Could you repeat the records below exactly, leaving the pictures out?

────────

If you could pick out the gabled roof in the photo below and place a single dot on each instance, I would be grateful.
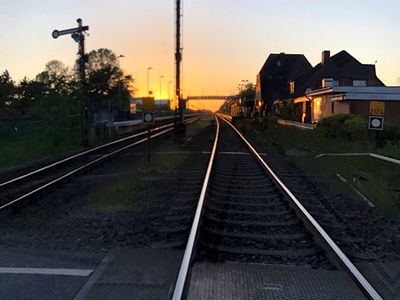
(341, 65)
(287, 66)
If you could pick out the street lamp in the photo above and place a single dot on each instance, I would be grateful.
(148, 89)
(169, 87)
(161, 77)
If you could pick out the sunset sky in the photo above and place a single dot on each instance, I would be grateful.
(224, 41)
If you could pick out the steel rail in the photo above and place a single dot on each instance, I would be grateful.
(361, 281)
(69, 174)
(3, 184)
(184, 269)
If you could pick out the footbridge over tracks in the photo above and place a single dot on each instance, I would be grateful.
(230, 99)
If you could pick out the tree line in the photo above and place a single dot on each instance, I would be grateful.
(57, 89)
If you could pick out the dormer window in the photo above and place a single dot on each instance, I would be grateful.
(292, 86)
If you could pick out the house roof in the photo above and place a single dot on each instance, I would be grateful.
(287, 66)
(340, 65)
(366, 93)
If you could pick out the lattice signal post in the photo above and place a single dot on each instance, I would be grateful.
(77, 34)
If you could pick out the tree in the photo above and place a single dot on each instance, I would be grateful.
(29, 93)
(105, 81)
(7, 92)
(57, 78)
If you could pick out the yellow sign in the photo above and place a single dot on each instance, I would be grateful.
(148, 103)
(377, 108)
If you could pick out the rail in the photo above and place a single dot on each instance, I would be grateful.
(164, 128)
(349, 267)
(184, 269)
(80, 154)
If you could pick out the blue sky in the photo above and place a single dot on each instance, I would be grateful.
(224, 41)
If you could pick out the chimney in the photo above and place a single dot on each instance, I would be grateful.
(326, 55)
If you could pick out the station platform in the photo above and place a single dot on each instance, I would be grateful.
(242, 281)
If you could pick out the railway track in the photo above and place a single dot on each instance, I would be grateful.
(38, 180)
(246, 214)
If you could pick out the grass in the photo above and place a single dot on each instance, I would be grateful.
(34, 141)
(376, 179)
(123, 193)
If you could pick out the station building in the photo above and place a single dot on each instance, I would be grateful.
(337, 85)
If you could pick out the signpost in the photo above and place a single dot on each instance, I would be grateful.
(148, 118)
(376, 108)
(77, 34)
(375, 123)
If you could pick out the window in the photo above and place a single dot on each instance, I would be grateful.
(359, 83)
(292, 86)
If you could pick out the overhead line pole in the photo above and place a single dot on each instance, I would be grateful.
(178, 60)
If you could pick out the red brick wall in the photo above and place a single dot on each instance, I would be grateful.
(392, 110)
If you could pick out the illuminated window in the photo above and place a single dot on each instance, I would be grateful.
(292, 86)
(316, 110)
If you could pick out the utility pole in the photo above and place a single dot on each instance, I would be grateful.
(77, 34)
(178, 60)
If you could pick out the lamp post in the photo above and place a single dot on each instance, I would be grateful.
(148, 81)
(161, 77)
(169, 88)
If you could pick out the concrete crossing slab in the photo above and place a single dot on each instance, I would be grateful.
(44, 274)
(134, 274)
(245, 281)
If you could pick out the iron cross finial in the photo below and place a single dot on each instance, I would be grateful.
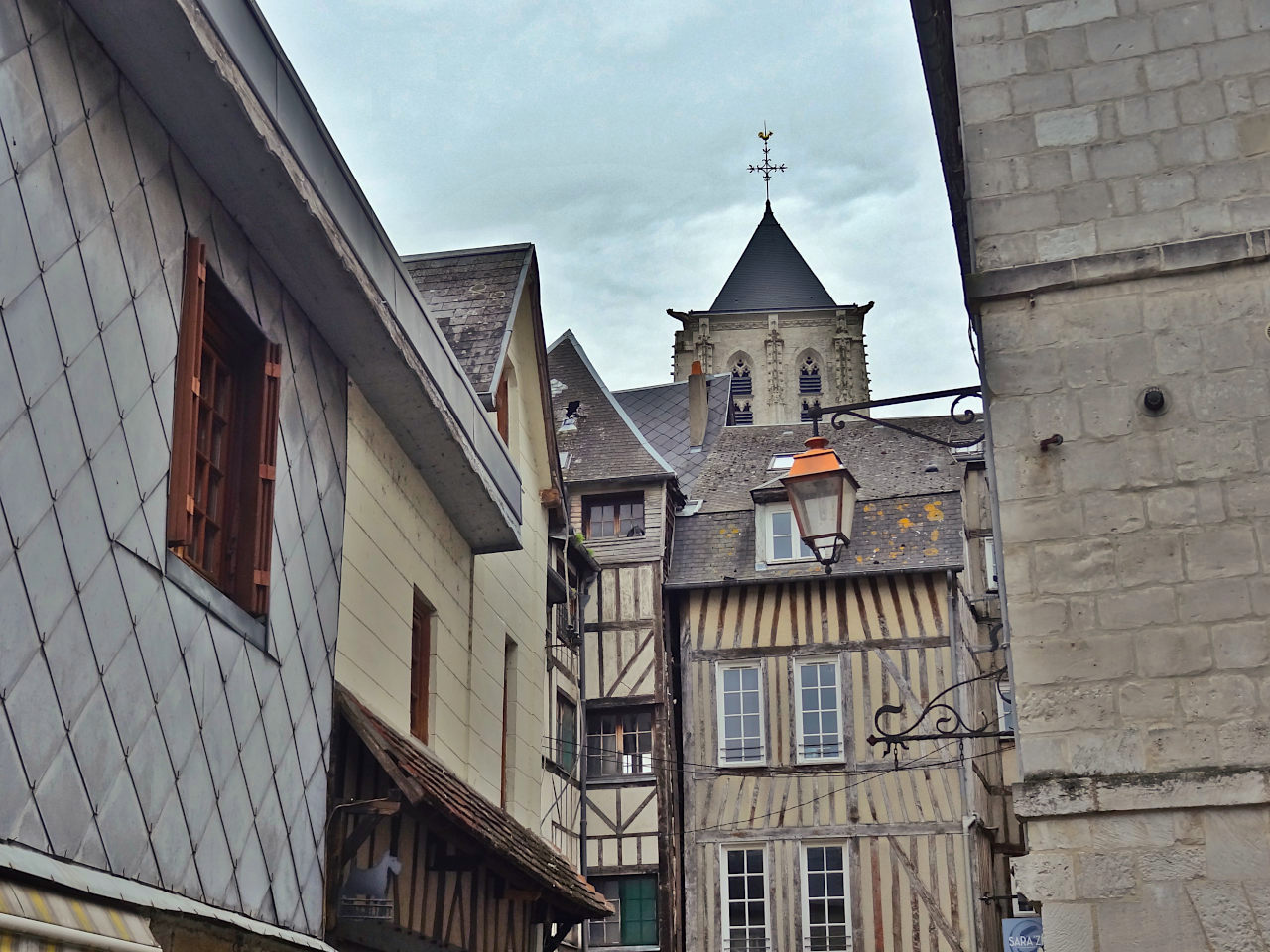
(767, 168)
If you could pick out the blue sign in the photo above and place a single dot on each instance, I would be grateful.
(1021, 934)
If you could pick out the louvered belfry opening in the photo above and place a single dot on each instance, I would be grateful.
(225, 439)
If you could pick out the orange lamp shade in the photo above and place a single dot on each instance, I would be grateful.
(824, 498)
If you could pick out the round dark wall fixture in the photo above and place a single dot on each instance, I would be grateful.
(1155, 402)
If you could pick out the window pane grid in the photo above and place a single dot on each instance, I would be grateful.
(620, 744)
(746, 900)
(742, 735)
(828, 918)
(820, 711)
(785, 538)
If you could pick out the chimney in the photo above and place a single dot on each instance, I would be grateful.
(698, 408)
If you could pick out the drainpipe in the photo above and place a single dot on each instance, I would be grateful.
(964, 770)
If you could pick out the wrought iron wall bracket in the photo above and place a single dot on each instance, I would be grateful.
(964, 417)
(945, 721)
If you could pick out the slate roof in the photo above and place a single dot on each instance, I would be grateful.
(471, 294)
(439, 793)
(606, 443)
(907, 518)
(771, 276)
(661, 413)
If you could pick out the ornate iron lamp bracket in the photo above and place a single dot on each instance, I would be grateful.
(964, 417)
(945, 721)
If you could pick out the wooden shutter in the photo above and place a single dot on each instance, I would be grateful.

────────

**OUTPUT OF THE EXERCISE:**
If you could pick out the gabled roof in the photo below and place a single dot on each instance, I would be grateful.
(341, 65)
(287, 66)
If you could pick out the street lamp in the photo above and place a single dot on each instance, I would be grateful.
(148, 89)
(169, 87)
(161, 77)
If you could pick out the sunset sky in the photo above and place a single dot on each instance, I would be grateful.
(224, 41)
If you could pick out the steel rail in the photo above and place a single dot on each instance, I would be grateful.
(361, 281)
(69, 174)
(3, 184)
(184, 269)
If you could pick out the footbridge over tracks in the photo above and place a single dot on each instance, I would be grateful.
(230, 99)
If you could pick out the tree line in the photo above and place a single dot on each instance, I would be grateful.
(57, 89)
If you could pick out the dormer window in the photo above and place a single dot on each instance, I would be grateful.
(292, 86)
If you could pick out the house roof in the photo above and place a single dot on each instance, I would be grateful.
(287, 66)
(340, 65)
(366, 93)
If you could pick out the lattice signal post in the photo above and place a single dot on each instance, I would be grateful.
(77, 34)
If you could pick out the tree in the photo above and place a single dot on each instance, I would be grateful.
(29, 93)
(105, 81)
(7, 92)
(57, 78)
If you could pick out the yellow sign in the photo above and place a single dot on each instance, I would be grateful.
(148, 103)
(377, 108)
If you could pick out the rail in the photo above and place a single dot on each instance, I would be grateful.
(164, 128)
(349, 267)
(184, 269)
(80, 154)
If you could pick out the blue sky in the photo above and place a single dot on each instance, I would be grateful.
(224, 41)
If you could pick out the chimney in the photo above and place a single dot on each instance, I would be grateful.
(326, 55)
If you could pick out the station platform in the photo above and place a single dot on each instance, I would be grateful.
(242, 281)
If you could pick out the railway track in the photo above and place a single dot on each instance, I would be grateful.
(38, 180)
(246, 214)
If you could pick out the grass in the photo above and place a single dot on each instance, I would be grateful.
(34, 141)
(376, 179)
(123, 193)
If you could pick out the station building in the photo above and place a single dot on each instance, I would be grateful.
(337, 85)
If you could pick out the signpost in the photo above and place a single dot on each instance, I would be grateful.
(148, 118)
(376, 108)
(77, 34)
(375, 123)
If you could pick out the window in the photo above and place a single dot on each instance, I would be grateful.
(359, 83)
(292, 86)
If you could pick out the overhead line pole in the photo above and place a single dot on each instance, I would be grateful.
(178, 60)
If you could pick out the red brick wall in the photo above and place a single dot on each instance, I would be grateful.
(392, 110)
If you could pick out the illuminated window in the photo above and place a single dot on each instance, I would be grateful.
(292, 86)
(316, 110)
If you could pick out the utility pole in the photo above and place a single dot on each instance, I would be grateful.
(77, 34)
(178, 60)
If you could pick out the lamp post in the photo above and place a single dot on each instance, I would be grateful.
(148, 81)
(161, 77)
(169, 88)
If you could pick out the concrete crossing slab in the photo above and place a single dot on each instance, I would be grateful.
(44, 274)
(134, 274)
(245, 281)
If you could pick out the iron cross finial in the photo below and place a single dot on each instance, I would be grateful.
(767, 168)
If you could pick out the blue sign in the photo above and place a single dot on each instance, I would be grateful.
(1021, 934)
If you could pick out the louvered belfry opening in the photo above and place a single dot on each instance, I would be grateful.
(225, 439)
If you could pick out the orange lamp shade in the photo above and place a single dot on each instance, I would be grateful.
(824, 498)
If you could pick out the round dark wall fixture in the photo above and place a single dot on each instance, I would be grateful.
(1155, 402)
If you could pick out the window pane grid in the photo above and place a single dot on each instance, I would be grateful.
(620, 744)
(746, 900)
(742, 735)
(828, 918)
(820, 711)
(785, 538)
If you could pick out the chimney in the photo above and place a single dot on each instance, I would be grateful.
(698, 408)
If you could pick out the drainpipe in the photo above and place a single dot on each instance, I would be grateful.
(964, 770)
If you could pick out the wrought iron wall bracket in the photo above and place a single dot on each instance, I would be grateful.
(964, 417)
(945, 721)
If you could pick out the slate roof in the photo above and place a single dot on each instance, I would be grateful.
(471, 294)
(439, 793)
(606, 443)
(907, 518)
(771, 276)
(661, 413)
If you could pick out the ornate iron lamp bracket in the photo above and place a single dot on each instance, I would be grateful.
(964, 417)
(945, 721)
If you could pick out the wooden shutter in the photo above and place a single dot on each instance, I would be grateful.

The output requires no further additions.